- [Excerpt]:
Q110 Chair: Some of our witnesses seem to have a fear that Ofgem will have these powers and will be using them quite widely, more widely than for switching and settlement. Do you think the legislation should be very clear that these powers are only for switching and settlement?
Rob Salter-Church: Already the legislation is very clear that it is only for Ofgem to use these powers to introduce new, faster and more reliable switching and for half-hourly settlement reform. They are very narrow and they also have a number of important checks and balances in place that require us to consult widely with industry, with consumer representatives and with the Secretary of State before we exercise them.
Q111 Chair: A final point from me. Some of the witnesses suggest that bringing forward this implementation of switching and settlement adds to the complexity. Already the industry feels that this could compromise on delivery. Do the industry have a case there? It is difficult for you to make a call because on the one hand you are the regulator but on the other hand, as the design is developed, you are on either side of a particular point.

- [Given request 1]:
From the hearing transcript, list the groups Ofgem must consult before it uses the switching and settlement powers.
- [Given request 2]:
Pick up the hearing transcript right after its final line and carry it on.

- [Data section]:

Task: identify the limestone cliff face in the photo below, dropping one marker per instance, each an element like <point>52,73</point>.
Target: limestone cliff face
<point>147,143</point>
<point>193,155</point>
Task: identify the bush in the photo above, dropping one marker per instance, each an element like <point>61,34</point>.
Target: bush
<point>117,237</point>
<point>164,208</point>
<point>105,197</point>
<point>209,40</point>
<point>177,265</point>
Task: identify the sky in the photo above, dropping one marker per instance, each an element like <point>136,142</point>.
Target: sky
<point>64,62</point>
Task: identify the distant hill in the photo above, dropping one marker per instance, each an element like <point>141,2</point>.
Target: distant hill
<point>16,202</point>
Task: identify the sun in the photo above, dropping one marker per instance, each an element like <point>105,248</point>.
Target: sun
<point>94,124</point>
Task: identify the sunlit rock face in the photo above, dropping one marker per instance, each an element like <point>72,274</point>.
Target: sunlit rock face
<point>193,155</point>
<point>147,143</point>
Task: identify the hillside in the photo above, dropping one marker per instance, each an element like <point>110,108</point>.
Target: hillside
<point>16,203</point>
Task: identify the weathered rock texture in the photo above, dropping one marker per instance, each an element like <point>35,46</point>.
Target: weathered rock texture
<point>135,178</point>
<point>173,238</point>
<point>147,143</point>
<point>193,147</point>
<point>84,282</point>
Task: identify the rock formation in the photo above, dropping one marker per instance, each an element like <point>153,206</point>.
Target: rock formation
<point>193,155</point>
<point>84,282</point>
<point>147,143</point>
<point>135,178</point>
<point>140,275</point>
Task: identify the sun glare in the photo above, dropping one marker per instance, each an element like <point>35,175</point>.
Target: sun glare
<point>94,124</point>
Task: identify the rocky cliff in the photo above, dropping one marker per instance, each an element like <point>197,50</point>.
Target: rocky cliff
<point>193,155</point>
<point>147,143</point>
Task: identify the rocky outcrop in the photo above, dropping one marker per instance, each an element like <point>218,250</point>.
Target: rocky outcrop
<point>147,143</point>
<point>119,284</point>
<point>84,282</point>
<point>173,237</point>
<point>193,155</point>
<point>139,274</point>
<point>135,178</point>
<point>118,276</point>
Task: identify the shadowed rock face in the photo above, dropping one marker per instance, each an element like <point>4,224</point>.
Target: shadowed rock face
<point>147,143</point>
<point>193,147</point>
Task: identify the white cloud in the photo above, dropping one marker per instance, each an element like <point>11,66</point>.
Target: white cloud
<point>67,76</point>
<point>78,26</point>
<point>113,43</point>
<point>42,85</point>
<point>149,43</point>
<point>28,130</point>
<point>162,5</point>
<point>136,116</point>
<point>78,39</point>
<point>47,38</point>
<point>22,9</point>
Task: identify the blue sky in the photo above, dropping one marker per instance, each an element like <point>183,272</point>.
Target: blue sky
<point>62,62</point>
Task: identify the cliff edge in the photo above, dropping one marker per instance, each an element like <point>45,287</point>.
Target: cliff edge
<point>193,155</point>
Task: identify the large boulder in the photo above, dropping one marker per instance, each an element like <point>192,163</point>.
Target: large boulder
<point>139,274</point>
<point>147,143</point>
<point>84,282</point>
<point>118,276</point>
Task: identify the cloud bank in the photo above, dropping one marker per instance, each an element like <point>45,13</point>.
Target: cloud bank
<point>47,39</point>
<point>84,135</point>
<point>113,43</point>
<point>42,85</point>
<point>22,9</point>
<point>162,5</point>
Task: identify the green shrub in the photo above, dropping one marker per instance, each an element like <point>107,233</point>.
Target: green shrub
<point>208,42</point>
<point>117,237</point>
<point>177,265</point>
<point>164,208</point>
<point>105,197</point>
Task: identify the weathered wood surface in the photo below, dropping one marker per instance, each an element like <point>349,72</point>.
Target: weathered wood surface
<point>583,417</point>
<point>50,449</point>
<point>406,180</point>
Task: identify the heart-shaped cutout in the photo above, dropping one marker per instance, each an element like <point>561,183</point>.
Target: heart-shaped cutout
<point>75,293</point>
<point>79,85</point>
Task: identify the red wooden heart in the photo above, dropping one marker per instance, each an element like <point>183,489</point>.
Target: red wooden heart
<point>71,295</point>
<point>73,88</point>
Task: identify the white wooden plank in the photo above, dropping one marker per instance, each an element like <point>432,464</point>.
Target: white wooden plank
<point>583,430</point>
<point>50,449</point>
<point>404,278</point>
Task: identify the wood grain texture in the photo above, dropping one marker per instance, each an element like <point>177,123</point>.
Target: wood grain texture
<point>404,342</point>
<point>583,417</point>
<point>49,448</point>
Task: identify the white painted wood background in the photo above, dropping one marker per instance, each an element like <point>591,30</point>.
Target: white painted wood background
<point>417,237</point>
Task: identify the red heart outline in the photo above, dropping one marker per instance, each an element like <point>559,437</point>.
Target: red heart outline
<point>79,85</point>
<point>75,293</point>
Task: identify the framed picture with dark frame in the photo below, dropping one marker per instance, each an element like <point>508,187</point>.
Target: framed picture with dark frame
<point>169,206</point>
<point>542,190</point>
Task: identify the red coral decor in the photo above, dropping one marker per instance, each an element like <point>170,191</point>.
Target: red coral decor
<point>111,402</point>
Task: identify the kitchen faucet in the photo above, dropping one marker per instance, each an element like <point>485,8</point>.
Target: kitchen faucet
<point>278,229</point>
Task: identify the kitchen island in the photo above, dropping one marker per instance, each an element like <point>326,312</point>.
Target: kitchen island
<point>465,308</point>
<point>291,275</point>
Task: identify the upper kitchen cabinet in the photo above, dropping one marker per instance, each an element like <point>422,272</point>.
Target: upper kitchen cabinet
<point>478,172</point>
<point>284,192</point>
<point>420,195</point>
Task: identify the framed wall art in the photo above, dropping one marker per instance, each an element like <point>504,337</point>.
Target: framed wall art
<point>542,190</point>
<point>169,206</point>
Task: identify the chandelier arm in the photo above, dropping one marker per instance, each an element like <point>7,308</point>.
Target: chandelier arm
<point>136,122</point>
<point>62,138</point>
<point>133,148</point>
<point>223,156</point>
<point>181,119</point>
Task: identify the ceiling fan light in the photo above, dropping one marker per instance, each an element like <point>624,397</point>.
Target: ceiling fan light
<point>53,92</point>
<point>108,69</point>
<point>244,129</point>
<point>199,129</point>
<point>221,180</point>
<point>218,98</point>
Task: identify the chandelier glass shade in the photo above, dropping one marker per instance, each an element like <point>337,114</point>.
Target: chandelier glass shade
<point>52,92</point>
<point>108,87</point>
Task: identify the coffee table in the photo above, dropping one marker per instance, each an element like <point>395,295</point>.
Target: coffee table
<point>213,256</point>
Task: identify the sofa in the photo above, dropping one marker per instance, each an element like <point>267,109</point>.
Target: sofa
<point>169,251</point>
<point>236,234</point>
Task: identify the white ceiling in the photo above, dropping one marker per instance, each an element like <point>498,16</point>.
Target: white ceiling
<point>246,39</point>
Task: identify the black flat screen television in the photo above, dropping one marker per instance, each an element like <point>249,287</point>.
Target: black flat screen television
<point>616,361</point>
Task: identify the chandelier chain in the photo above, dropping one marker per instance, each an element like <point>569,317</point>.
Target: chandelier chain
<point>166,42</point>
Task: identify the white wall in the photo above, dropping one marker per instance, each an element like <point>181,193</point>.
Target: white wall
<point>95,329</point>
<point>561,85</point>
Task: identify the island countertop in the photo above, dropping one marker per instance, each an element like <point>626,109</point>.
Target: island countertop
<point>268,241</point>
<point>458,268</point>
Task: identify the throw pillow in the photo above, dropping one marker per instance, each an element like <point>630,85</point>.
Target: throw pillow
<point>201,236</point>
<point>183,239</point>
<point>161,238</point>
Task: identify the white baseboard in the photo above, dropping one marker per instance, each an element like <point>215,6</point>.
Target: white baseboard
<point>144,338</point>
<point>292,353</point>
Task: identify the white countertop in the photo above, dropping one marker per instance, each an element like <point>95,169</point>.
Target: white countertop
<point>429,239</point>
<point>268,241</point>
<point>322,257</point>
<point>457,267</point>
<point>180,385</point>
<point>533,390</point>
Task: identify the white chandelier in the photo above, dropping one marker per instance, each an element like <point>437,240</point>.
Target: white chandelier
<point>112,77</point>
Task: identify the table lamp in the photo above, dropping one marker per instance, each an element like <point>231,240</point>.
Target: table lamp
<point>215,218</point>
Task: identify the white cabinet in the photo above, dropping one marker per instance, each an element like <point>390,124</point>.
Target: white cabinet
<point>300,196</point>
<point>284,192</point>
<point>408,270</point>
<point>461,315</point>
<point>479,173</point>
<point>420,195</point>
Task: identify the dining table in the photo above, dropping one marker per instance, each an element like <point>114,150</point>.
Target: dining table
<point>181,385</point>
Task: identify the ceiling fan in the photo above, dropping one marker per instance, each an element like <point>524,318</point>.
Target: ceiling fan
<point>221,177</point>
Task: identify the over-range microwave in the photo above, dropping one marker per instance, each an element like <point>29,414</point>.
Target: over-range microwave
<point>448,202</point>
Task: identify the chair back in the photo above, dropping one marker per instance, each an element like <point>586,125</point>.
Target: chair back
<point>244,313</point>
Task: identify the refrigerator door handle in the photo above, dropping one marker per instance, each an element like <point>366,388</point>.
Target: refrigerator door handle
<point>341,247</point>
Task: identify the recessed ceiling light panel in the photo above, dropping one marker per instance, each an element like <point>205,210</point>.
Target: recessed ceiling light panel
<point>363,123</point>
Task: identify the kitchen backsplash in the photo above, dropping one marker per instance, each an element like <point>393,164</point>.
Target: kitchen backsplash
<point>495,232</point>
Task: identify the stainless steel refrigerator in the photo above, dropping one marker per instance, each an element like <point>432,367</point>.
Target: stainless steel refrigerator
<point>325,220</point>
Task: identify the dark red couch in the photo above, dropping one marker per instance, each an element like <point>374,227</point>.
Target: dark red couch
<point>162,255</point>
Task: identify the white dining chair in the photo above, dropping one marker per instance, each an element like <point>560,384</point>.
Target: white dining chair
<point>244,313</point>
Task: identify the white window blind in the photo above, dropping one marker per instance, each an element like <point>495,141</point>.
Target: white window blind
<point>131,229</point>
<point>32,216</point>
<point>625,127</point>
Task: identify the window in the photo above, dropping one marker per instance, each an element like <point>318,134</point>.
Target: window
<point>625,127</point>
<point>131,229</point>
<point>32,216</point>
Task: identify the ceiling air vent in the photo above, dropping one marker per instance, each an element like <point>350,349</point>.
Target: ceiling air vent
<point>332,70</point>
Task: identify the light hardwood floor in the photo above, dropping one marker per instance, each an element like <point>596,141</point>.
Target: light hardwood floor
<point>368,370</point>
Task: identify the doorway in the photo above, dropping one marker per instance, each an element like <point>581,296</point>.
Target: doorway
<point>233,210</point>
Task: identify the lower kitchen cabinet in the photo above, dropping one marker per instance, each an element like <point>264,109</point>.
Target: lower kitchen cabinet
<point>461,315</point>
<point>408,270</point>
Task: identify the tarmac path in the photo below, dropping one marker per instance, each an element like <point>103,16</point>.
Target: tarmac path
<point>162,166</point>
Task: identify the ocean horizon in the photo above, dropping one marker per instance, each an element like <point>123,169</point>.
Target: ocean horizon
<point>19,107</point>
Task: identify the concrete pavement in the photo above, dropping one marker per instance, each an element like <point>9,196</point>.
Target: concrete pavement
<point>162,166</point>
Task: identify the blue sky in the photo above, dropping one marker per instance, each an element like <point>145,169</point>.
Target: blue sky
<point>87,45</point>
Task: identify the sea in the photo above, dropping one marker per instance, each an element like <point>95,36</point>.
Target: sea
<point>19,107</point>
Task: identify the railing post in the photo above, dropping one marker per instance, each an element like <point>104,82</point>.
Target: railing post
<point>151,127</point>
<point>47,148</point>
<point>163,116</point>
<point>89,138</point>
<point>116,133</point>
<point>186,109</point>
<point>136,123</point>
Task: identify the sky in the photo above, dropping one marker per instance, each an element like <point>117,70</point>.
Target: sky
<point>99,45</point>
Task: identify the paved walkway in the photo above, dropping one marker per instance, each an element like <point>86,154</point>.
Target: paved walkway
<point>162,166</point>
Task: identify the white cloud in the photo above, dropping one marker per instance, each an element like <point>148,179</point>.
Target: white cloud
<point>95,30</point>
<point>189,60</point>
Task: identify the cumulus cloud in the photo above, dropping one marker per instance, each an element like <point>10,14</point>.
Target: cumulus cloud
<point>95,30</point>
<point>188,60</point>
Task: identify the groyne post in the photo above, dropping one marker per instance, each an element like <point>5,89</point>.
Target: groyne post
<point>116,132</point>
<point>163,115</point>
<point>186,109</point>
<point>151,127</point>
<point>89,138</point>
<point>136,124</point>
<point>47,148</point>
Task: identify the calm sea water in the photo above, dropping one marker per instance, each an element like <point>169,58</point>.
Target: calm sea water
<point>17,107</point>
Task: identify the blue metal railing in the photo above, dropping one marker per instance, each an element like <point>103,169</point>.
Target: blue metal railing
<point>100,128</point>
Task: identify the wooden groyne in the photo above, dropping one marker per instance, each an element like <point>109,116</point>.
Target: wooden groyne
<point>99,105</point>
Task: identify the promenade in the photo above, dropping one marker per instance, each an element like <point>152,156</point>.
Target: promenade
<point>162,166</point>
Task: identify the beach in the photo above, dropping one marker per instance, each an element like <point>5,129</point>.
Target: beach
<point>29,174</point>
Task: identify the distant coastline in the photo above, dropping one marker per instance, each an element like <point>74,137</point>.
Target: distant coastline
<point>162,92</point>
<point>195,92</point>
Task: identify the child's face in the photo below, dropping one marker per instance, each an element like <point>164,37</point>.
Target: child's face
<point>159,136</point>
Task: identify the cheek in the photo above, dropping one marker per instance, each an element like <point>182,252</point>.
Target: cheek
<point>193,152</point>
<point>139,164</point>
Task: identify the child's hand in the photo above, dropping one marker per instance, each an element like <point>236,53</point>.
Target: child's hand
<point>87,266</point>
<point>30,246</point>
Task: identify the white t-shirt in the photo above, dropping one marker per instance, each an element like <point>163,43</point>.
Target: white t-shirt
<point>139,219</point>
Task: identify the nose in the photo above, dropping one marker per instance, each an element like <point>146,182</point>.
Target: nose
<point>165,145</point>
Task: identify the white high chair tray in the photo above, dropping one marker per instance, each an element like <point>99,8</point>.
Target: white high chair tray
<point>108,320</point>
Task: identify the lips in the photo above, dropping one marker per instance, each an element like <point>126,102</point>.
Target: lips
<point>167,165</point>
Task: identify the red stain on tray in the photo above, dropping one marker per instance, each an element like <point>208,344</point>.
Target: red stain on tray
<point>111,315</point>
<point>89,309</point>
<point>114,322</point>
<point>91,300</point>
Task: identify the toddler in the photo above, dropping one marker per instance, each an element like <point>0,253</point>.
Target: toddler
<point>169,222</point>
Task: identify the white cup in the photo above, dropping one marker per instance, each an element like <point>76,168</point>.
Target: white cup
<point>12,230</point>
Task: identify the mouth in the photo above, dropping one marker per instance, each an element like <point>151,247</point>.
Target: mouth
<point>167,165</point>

- [Task output 1]:
- Industry
- Consumer representatives
- The Secretary of State

- [Task output 2]:
Rob Salter-Church: They have a fair point. There is a lot of change in the energy sector at the moment with the rollout of smart meters and with reforms on switching and settlement. What these powers will enable us to do is to co-ordinate the process and pull together the relevant people across the industry to explore and develop the new arrangements, so that we can take time to work out when the best point is to implement these rather than trying to rush ahead.
Q112 Antoinette Sandbach: You spoke about checks and balances. It has been suggested that there is a conflict of interest, in effect, within Ofgem if you are both initiating and approving code changes. Do you agree with that criticism?
Rob Salter-Church: I do not see that there is that conflict of interest. It comes back to how we would look to exercise these powers. This is not about Ofgem sat in isolation developing modifications and pushing them through. These powers underpin us taking a leadership role, pulling together industry experts to collaboratively redesign the new arrangements, turn them into modifications and deliver those in a timely way. That is what these powers enable us to do: to be the person sat in the centre, to overcome some of the potential lack of incentives that suppliers may have to drive through these reforms and make sure that they get delivered for consumers.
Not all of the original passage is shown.